SET PROBLEM: Count the lines in the rows that contain the word "shirt", and give only that number.

------ SUPPLIED RECORDS ------

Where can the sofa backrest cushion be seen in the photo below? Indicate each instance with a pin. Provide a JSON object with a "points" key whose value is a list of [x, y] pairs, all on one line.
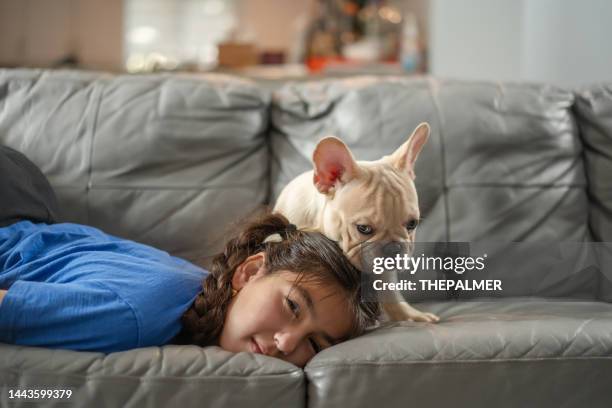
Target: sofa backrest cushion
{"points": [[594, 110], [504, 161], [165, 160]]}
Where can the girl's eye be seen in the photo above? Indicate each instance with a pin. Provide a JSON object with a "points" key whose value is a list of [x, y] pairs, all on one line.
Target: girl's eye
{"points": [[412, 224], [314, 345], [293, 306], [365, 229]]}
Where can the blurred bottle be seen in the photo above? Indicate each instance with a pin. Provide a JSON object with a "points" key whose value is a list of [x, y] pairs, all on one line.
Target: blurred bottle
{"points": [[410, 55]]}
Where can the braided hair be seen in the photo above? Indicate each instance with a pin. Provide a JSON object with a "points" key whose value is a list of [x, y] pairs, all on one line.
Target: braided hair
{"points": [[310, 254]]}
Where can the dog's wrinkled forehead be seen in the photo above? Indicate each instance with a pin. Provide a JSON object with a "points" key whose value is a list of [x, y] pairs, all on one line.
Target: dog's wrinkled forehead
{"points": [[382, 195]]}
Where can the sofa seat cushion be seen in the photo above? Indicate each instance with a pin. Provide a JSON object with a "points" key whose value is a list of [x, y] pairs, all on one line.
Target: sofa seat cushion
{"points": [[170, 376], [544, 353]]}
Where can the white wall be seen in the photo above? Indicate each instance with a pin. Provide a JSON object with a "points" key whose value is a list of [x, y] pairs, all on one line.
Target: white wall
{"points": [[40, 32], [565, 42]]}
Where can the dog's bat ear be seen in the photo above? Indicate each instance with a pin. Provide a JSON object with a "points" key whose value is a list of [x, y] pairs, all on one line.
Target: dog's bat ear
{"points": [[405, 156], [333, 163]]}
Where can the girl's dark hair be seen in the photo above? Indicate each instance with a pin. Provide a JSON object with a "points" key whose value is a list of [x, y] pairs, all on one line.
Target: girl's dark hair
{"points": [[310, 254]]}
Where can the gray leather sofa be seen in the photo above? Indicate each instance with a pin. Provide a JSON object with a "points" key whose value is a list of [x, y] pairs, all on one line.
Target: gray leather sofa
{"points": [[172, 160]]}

------
------ SUPPLIED RECORDS ------

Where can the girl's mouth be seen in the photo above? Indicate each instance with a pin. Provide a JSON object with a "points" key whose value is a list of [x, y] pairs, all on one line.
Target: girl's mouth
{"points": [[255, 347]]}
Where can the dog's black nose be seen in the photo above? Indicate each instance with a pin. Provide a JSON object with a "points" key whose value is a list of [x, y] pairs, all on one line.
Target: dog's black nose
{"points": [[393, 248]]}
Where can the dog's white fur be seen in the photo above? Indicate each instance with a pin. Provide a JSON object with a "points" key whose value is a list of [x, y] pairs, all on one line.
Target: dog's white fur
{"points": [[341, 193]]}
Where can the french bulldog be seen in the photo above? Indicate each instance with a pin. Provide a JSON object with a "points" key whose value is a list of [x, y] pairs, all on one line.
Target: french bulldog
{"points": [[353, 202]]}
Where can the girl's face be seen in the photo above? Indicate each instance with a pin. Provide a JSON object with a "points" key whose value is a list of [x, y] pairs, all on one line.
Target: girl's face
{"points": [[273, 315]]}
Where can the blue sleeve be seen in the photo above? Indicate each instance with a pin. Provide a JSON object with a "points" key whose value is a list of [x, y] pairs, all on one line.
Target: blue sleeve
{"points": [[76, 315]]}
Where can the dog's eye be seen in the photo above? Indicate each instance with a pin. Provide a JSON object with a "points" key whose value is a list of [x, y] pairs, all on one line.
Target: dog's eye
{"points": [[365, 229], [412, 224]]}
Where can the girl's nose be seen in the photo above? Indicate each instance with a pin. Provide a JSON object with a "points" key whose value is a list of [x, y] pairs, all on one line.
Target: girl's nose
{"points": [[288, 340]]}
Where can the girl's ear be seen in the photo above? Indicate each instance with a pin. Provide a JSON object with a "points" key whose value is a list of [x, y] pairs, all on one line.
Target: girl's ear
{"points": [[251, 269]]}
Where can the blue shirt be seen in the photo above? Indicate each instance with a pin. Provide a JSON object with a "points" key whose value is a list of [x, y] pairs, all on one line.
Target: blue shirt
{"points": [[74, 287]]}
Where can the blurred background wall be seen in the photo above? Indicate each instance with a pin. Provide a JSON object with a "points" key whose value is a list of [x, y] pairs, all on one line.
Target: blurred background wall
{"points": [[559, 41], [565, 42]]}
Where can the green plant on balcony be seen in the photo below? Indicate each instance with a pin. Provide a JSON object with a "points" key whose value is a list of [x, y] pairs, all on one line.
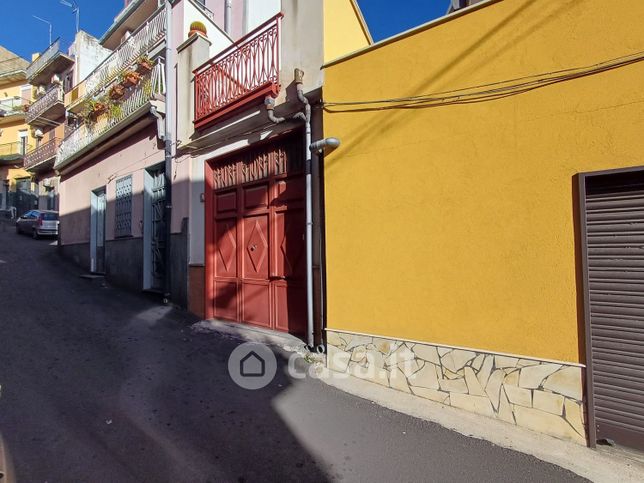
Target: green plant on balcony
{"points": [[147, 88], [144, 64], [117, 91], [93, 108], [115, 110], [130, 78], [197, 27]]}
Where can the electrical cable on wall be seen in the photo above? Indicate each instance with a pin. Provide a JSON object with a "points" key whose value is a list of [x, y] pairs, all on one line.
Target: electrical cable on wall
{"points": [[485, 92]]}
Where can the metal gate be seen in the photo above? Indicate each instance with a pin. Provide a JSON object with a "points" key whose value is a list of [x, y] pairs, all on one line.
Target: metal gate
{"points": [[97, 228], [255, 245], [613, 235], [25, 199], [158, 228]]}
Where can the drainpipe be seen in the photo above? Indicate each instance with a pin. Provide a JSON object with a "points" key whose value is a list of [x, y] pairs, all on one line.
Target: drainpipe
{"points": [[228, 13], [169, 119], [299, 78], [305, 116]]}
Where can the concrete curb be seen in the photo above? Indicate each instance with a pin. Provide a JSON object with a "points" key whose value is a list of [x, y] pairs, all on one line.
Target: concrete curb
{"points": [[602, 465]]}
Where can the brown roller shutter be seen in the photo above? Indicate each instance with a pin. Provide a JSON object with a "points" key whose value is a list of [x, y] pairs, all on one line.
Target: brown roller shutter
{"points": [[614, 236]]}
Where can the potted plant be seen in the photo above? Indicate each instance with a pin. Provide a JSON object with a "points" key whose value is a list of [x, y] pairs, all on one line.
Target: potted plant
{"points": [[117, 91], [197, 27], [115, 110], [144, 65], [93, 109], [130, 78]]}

------

SOLVED PROBLEM: 2